AIM OF THE EXERCISE: Each entry needs to be retyped exactly, with nothing added or dropped.

[Stored data entries]
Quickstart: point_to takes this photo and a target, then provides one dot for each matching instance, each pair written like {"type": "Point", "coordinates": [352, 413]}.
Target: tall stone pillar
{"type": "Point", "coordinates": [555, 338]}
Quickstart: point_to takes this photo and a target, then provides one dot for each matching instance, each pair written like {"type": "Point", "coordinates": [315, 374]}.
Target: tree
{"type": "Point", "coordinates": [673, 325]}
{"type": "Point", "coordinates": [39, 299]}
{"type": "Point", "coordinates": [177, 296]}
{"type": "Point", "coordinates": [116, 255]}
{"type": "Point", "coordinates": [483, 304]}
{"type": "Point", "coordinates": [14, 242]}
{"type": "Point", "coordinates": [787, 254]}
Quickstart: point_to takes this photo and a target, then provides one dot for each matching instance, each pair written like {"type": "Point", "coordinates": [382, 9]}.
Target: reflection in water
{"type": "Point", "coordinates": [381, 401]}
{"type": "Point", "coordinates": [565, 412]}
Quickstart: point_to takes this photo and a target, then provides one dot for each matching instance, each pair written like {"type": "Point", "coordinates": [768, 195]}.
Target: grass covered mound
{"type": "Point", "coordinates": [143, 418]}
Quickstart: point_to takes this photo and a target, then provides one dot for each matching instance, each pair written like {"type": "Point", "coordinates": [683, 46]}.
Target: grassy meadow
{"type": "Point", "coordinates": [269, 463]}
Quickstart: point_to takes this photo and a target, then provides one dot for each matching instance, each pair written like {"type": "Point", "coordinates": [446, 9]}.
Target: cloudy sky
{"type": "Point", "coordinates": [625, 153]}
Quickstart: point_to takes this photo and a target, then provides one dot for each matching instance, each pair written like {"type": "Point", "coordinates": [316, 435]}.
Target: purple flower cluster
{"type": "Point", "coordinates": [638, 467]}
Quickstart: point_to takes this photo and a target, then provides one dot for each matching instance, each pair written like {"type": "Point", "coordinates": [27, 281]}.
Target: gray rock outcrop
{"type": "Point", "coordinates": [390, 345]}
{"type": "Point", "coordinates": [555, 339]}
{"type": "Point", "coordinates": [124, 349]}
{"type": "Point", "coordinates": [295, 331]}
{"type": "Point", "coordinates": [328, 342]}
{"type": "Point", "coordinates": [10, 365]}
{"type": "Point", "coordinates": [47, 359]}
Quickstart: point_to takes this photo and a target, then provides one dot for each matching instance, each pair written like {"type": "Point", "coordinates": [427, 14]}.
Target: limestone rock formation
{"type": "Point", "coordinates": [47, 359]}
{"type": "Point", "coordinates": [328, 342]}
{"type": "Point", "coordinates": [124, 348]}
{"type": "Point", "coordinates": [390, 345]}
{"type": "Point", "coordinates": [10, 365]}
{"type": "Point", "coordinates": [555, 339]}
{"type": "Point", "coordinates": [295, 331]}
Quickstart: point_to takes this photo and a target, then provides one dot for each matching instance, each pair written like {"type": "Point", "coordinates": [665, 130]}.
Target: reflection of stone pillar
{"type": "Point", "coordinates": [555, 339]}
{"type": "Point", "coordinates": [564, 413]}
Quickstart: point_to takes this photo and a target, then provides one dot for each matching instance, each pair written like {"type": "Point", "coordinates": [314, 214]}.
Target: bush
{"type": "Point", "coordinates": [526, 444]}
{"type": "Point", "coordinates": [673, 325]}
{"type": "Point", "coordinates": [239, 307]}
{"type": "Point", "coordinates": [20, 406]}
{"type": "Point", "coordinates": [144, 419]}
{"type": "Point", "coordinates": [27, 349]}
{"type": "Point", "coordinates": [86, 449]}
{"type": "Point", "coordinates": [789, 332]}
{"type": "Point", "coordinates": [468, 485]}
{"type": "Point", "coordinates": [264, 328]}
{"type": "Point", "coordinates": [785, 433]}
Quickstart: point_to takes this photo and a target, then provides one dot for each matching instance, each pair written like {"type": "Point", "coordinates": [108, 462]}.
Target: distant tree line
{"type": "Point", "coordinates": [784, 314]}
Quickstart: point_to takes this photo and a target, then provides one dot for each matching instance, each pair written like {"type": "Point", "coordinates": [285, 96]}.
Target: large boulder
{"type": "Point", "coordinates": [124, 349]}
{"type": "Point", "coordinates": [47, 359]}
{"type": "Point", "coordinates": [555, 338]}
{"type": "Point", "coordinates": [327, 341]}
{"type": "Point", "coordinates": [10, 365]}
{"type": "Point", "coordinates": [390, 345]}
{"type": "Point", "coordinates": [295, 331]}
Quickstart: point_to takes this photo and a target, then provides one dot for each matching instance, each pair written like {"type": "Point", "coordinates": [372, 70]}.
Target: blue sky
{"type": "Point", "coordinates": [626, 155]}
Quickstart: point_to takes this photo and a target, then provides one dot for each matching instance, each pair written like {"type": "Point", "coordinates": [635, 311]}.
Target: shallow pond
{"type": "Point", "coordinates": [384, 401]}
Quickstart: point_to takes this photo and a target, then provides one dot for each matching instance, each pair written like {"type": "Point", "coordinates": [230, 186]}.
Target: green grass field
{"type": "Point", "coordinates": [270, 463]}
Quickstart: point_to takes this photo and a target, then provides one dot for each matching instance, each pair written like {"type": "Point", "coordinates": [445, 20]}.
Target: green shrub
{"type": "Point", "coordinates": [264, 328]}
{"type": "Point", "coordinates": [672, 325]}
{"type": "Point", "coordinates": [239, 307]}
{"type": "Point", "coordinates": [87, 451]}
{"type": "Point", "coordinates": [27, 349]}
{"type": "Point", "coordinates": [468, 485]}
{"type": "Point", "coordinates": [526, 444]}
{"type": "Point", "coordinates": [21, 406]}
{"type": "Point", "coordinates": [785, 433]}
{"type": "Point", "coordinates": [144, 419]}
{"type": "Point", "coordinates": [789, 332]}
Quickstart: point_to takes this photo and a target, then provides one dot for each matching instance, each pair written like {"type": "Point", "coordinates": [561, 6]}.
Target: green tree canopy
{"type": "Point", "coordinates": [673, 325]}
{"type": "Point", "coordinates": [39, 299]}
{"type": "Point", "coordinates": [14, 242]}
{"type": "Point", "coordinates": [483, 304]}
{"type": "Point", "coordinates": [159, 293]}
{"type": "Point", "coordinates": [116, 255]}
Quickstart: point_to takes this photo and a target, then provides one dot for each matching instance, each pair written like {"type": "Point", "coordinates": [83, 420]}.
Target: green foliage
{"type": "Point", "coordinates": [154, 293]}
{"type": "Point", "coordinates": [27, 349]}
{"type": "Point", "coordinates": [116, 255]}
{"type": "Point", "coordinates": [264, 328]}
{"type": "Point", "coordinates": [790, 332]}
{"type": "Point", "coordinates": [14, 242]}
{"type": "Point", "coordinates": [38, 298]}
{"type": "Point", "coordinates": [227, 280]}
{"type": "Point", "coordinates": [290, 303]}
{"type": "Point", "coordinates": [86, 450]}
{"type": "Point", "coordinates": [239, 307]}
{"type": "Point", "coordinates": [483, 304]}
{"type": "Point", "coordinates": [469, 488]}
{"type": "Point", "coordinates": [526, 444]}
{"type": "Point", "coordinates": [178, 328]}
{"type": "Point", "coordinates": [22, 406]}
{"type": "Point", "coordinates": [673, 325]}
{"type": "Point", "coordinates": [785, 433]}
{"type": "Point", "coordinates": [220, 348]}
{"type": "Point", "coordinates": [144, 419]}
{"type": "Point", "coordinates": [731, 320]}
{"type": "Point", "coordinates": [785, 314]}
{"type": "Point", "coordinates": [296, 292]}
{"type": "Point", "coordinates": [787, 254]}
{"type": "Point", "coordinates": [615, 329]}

FINAL ANSWER:
Quickstart: point_to takes this photo and a target, then provides one dot for each matching instance, each pair written like {"type": "Point", "coordinates": [352, 413]}.
Target: tall stone pillar
{"type": "Point", "coordinates": [555, 338]}
Quickstart: point_to takes this photo and a target, then provides one dot for each matching instance, each pair written like {"type": "Point", "coordinates": [315, 374]}.
Target: tree
{"type": "Point", "coordinates": [673, 325]}
{"type": "Point", "coordinates": [39, 299]}
{"type": "Point", "coordinates": [177, 296]}
{"type": "Point", "coordinates": [116, 255]}
{"type": "Point", "coordinates": [483, 304]}
{"type": "Point", "coordinates": [14, 242]}
{"type": "Point", "coordinates": [787, 254]}
Quickstart: point_to takes this photo and a target, then provides one dot for each matching instance, each pair written like {"type": "Point", "coordinates": [382, 9]}.
Target: reflection in water
{"type": "Point", "coordinates": [381, 401]}
{"type": "Point", "coordinates": [565, 412]}
Quickstart: point_to takes this photo and a target, then provides one dot for each matching instance, each pair written like {"type": "Point", "coordinates": [768, 195]}.
Target: grass covered mound
{"type": "Point", "coordinates": [143, 418]}
Quickstart: point_to takes this photo and a target, then provides one dot for each matching instance, each pair written like {"type": "Point", "coordinates": [683, 46]}.
Target: grassy meadow
{"type": "Point", "coordinates": [269, 463]}
Quickstart: point_to takes this photo and a target, then provides one dot for each matching instance, each pair written like {"type": "Point", "coordinates": [446, 9]}.
Target: cloudy sky
{"type": "Point", "coordinates": [625, 153]}
Quickstart: point_to takes this photo and a target, then provides one dot for each matching instance, each pair written like {"type": "Point", "coordinates": [316, 435]}.
Target: purple flower cluster
{"type": "Point", "coordinates": [638, 467]}
Quickstart: point_to takes this photo and a target, then provides one dot for each matching instance, each pair written like {"type": "Point", "coordinates": [27, 281]}.
Target: gray rock outcrop
{"type": "Point", "coordinates": [390, 345]}
{"type": "Point", "coordinates": [555, 339]}
{"type": "Point", "coordinates": [124, 349]}
{"type": "Point", "coordinates": [295, 331]}
{"type": "Point", "coordinates": [328, 342]}
{"type": "Point", "coordinates": [10, 365]}
{"type": "Point", "coordinates": [47, 359]}
Quickstart: point_to takes this photo and a target, then provides one dot for each matching instance, each pair written like {"type": "Point", "coordinates": [427, 14]}.
Target: limestone rock formation
{"type": "Point", "coordinates": [47, 359]}
{"type": "Point", "coordinates": [328, 342]}
{"type": "Point", "coordinates": [124, 348]}
{"type": "Point", "coordinates": [390, 345]}
{"type": "Point", "coordinates": [10, 365]}
{"type": "Point", "coordinates": [555, 339]}
{"type": "Point", "coordinates": [295, 331]}
Quickstart: point_to takes this photo and a target, then provides one dot for each matching instance, each pair written like {"type": "Point", "coordinates": [665, 130]}.
Target: reflection of stone pillar
{"type": "Point", "coordinates": [555, 339]}
{"type": "Point", "coordinates": [564, 413]}
Quickstart: point_to takes this photo and a target, then provides one dot for each matching instance, each pair written like {"type": "Point", "coordinates": [314, 214]}.
Target: bush
{"type": "Point", "coordinates": [526, 444]}
{"type": "Point", "coordinates": [673, 325]}
{"type": "Point", "coordinates": [239, 307]}
{"type": "Point", "coordinates": [20, 406]}
{"type": "Point", "coordinates": [144, 419]}
{"type": "Point", "coordinates": [27, 349]}
{"type": "Point", "coordinates": [86, 449]}
{"type": "Point", "coordinates": [789, 332]}
{"type": "Point", "coordinates": [468, 485]}
{"type": "Point", "coordinates": [264, 328]}
{"type": "Point", "coordinates": [785, 433]}
Quickstart: point_to takes this photo and a target, then provides one dot for each matching instance, each pair written like {"type": "Point", "coordinates": [108, 462]}.
Target: distant tree line
{"type": "Point", "coordinates": [784, 314]}
Quickstart: point_to takes this photo and a target, then provides one dot for each matching instance, each pair written like {"type": "Point", "coordinates": [285, 96]}.
Target: large boulder
{"type": "Point", "coordinates": [124, 349]}
{"type": "Point", "coordinates": [47, 359]}
{"type": "Point", "coordinates": [555, 338]}
{"type": "Point", "coordinates": [327, 341]}
{"type": "Point", "coordinates": [10, 365]}
{"type": "Point", "coordinates": [390, 345]}
{"type": "Point", "coordinates": [295, 331]}
Quickstart: point_to takes this photo and a target, then provides one dot for each matching instance, each pair written like {"type": "Point", "coordinates": [372, 70]}.
Target: blue sky
{"type": "Point", "coordinates": [626, 155]}
Quickstart: point_to takes this photo and a target, then provides one dot for each matching instance, each pair written like {"type": "Point", "coordinates": [635, 311]}.
Target: shallow pond
{"type": "Point", "coordinates": [384, 401]}
Quickstart: point_to takes this photo and a target, then provides one dot for each matching instance, each pair written like {"type": "Point", "coordinates": [230, 186]}.
Target: green grass field
{"type": "Point", "coordinates": [270, 463]}
Quickstart: point_to takes this photo and a target, then provides one dot for each matching instance, each pair written like {"type": "Point", "coordinates": [445, 20]}.
Target: green shrub
{"type": "Point", "coordinates": [264, 328]}
{"type": "Point", "coordinates": [672, 325]}
{"type": "Point", "coordinates": [239, 307]}
{"type": "Point", "coordinates": [87, 451]}
{"type": "Point", "coordinates": [27, 349]}
{"type": "Point", "coordinates": [468, 485]}
{"type": "Point", "coordinates": [526, 444]}
{"type": "Point", "coordinates": [21, 406]}
{"type": "Point", "coordinates": [785, 433]}
{"type": "Point", "coordinates": [144, 419]}
{"type": "Point", "coordinates": [789, 332]}
Quickstart: point_to takes this photo and a target, then provides one dot for each matching instance, each pair written like {"type": "Point", "coordinates": [561, 6]}.
Target: green tree canopy
{"type": "Point", "coordinates": [673, 325]}
{"type": "Point", "coordinates": [39, 299]}
{"type": "Point", "coordinates": [14, 242]}
{"type": "Point", "coordinates": [483, 304]}
{"type": "Point", "coordinates": [159, 293]}
{"type": "Point", "coordinates": [116, 255]}
Quickstart: point_to takes this photo and a target, then provides one dot for each matching instance, each pair written like {"type": "Point", "coordinates": [83, 420]}.
Target: green foliage
{"type": "Point", "coordinates": [154, 293]}
{"type": "Point", "coordinates": [27, 349]}
{"type": "Point", "coordinates": [116, 255]}
{"type": "Point", "coordinates": [264, 328]}
{"type": "Point", "coordinates": [790, 332]}
{"type": "Point", "coordinates": [14, 242]}
{"type": "Point", "coordinates": [38, 298]}
{"type": "Point", "coordinates": [227, 280]}
{"type": "Point", "coordinates": [290, 303]}
{"type": "Point", "coordinates": [86, 450]}
{"type": "Point", "coordinates": [239, 307]}
{"type": "Point", "coordinates": [483, 304]}
{"type": "Point", "coordinates": [469, 488]}
{"type": "Point", "coordinates": [526, 444]}
{"type": "Point", "coordinates": [178, 328]}
{"type": "Point", "coordinates": [22, 406]}
{"type": "Point", "coordinates": [673, 325]}
{"type": "Point", "coordinates": [785, 433]}
{"type": "Point", "coordinates": [220, 348]}
{"type": "Point", "coordinates": [144, 419]}
{"type": "Point", "coordinates": [731, 320]}
{"type": "Point", "coordinates": [785, 314]}
{"type": "Point", "coordinates": [296, 292]}
{"type": "Point", "coordinates": [787, 254]}
{"type": "Point", "coordinates": [615, 329]}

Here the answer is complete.